"""

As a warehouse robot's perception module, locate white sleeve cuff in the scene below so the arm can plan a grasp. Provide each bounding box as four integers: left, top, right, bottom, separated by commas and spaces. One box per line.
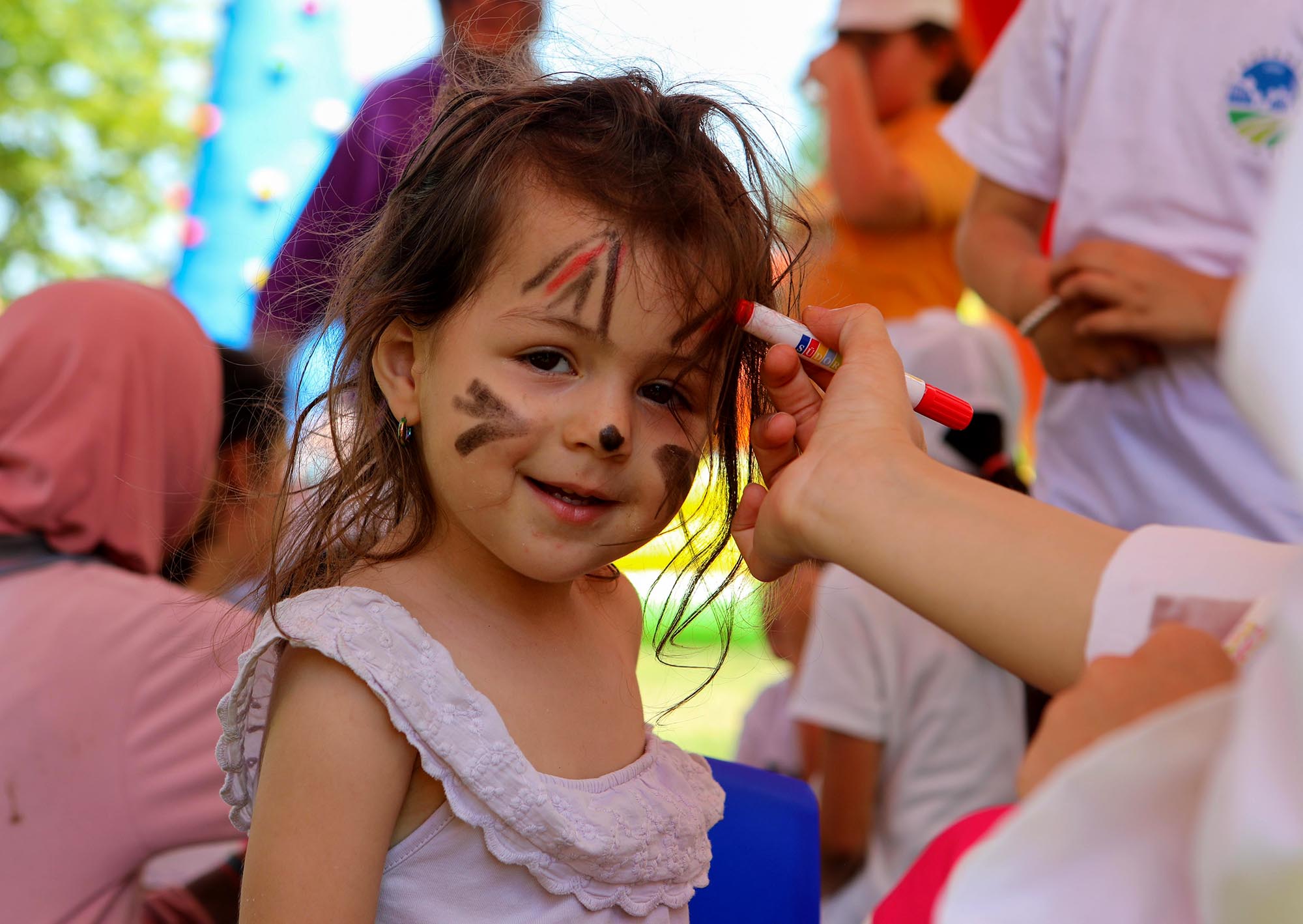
1085, 525, 1303, 661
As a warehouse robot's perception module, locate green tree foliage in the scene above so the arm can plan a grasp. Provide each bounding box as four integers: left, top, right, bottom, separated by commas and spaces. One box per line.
0, 0, 206, 298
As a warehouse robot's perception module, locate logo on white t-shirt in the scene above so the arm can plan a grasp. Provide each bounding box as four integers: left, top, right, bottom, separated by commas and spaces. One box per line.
1226, 55, 1299, 147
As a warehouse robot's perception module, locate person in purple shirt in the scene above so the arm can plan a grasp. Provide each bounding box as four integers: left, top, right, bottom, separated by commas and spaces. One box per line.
253, 0, 543, 357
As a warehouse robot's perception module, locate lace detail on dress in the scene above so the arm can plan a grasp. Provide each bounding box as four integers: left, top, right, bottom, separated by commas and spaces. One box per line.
218, 588, 723, 916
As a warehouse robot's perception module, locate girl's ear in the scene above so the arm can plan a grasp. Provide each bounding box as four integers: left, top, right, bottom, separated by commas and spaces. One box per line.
371, 318, 421, 426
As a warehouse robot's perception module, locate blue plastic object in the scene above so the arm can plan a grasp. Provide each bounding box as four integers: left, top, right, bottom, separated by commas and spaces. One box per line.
688, 757, 820, 924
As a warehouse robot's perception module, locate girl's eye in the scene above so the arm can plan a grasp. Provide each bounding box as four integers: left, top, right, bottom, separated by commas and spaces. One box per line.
638, 382, 692, 411
520, 349, 575, 375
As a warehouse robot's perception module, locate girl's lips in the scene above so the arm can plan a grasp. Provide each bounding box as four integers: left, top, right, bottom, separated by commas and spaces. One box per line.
525, 477, 615, 525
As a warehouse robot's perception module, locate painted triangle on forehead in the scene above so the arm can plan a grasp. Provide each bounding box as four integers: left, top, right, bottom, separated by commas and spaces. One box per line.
521, 231, 624, 336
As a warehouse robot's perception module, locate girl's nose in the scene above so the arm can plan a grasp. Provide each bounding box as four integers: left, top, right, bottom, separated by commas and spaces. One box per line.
566, 397, 632, 459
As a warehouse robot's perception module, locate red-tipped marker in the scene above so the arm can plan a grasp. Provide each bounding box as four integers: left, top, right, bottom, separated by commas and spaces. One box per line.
734, 300, 973, 430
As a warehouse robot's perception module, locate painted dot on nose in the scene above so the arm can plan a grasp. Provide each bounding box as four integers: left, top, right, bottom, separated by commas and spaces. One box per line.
597, 424, 624, 452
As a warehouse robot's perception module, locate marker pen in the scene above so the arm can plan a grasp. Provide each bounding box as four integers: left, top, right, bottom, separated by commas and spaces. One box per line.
734, 301, 973, 430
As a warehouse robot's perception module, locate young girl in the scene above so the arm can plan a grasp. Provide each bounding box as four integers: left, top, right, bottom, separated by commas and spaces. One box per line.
804, 0, 975, 318
218, 68, 790, 923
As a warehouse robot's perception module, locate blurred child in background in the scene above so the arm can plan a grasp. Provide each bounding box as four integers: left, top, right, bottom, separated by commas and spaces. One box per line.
943, 0, 1303, 542
164, 347, 288, 599
254, 0, 543, 358
736, 562, 818, 779
803, 0, 975, 318
787, 309, 1027, 924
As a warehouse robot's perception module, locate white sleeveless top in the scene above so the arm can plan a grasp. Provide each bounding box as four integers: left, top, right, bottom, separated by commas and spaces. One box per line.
218, 586, 723, 924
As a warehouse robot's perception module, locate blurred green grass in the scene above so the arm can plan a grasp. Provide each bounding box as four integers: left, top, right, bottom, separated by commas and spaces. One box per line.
635, 576, 791, 760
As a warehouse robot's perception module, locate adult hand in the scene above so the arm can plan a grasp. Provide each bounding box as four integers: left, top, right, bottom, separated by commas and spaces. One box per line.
1018, 624, 1235, 796
1050, 240, 1234, 344
1031, 296, 1162, 382
807, 42, 869, 87
732, 305, 923, 581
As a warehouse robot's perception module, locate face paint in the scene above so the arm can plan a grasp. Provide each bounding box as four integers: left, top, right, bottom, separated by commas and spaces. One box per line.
597, 424, 624, 452
597, 237, 623, 336
521, 232, 624, 336
655, 443, 697, 515
452, 379, 529, 456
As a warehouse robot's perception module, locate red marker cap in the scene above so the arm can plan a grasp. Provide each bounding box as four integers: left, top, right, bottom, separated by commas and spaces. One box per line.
913, 384, 973, 430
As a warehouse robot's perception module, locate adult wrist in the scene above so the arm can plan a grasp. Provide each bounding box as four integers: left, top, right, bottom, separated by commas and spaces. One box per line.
799, 443, 934, 563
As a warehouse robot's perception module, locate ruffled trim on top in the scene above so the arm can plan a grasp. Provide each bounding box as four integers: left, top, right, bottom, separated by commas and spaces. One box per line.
218, 586, 724, 916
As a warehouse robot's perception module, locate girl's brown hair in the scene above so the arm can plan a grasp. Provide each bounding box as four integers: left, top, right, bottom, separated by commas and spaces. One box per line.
262, 63, 808, 686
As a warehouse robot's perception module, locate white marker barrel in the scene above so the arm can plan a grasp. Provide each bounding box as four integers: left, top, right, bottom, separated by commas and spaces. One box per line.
734, 301, 973, 430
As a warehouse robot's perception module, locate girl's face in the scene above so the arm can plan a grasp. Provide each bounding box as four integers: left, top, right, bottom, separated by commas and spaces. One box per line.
396, 193, 718, 581
847, 31, 951, 121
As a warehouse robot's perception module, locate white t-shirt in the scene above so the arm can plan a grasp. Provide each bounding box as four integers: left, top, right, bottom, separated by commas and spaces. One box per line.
941, 0, 1303, 541
787, 566, 1027, 924
736, 676, 804, 777
936, 527, 1303, 924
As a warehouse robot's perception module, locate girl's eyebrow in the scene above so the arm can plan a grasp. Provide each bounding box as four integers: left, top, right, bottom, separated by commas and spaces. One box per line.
502, 305, 710, 377
502, 305, 610, 341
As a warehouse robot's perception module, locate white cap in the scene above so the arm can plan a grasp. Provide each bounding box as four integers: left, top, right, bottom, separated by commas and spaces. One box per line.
833, 0, 959, 33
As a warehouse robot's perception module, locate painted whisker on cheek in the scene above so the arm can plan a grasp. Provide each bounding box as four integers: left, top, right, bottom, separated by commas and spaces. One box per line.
655, 443, 698, 516
452, 379, 529, 456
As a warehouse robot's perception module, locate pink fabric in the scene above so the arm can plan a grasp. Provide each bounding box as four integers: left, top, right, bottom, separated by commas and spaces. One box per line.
0, 279, 222, 573
872, 805, 1016, 924
0, 283, 238, 924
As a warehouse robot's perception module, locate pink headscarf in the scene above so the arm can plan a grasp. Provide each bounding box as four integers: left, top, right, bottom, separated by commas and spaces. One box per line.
0, 279, 222, 573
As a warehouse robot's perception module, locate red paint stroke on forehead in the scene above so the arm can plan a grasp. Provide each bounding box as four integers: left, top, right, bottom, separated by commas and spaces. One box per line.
543, 241, 609, 295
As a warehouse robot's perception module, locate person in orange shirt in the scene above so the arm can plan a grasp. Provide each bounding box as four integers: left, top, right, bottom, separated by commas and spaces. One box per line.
803, 0, 975, 318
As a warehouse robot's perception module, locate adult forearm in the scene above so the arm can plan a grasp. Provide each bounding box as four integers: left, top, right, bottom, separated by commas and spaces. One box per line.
825, 74, 924, 229
817, 455, 1127, 692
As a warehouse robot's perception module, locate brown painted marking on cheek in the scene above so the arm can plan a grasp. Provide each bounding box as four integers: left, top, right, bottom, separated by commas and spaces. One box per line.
597, 424, 624, 452
655, 443, 697, 513
452, 379, 529, 456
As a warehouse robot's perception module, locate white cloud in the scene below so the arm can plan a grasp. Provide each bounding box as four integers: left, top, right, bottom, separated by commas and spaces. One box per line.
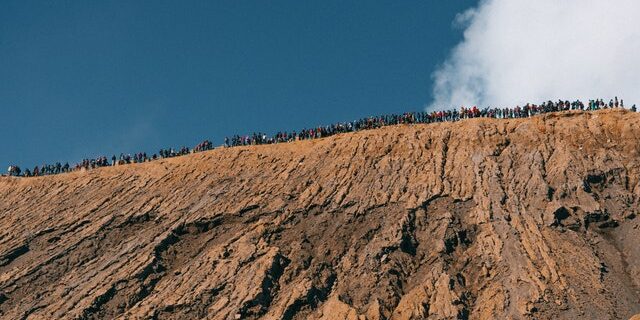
428, 0, 640, 109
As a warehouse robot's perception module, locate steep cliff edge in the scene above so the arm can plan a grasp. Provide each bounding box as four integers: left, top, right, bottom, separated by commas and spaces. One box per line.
0, 110, 640, 319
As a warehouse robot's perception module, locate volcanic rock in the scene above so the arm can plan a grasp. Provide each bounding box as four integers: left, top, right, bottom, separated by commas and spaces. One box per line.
0, 110, 640, 319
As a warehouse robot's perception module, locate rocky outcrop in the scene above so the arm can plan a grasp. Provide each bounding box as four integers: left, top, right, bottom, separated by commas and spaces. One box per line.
0, 110, 640, 319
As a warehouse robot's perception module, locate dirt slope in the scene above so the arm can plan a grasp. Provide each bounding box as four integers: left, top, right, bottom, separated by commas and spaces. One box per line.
0, 110, 640, 319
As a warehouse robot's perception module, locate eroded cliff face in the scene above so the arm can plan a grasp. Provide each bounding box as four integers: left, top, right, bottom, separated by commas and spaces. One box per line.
0, 110, 640, 319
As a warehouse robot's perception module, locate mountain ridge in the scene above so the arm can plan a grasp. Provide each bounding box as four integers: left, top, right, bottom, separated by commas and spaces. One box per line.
0, 110, 640, 319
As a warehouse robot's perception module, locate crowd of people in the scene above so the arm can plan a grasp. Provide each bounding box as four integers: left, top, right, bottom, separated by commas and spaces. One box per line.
224, 97, 636, 147
3, 97, 637, 177
7, 140, 213, 177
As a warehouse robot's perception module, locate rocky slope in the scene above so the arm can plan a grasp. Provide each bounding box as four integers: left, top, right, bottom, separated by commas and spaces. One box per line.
0, 110, 640, 319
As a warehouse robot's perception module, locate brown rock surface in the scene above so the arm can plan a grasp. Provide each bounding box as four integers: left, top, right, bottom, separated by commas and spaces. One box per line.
0, 110, 640, 319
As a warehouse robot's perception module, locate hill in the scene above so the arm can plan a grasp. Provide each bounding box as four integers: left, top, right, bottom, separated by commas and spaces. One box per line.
0, 110, 640, 319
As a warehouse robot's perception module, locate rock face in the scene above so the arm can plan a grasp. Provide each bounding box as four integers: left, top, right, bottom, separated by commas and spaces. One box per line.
0, 110, 640, 319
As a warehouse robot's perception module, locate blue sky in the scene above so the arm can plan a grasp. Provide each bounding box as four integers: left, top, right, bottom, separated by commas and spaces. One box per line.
0, 0, 477, 167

"""

* _SET PROBLEM_
Change "brown hair" to "dark hair" in everything from the line containing "As a warehouse robot's perception module, locate girl's brown" down to the line containing "262, 63, 808, 686", and give those lines again with all else unchanged.

* _OUTPUT FOR THIS TASK_
As a warehouse robot's perception module, locate girl's dark hair in the scene above so the arm can plan a grasp. Provide each bounding box as four integers: left, top, right, bottom, separated by commas and spaces. One box per line.
262, 63, 808, 686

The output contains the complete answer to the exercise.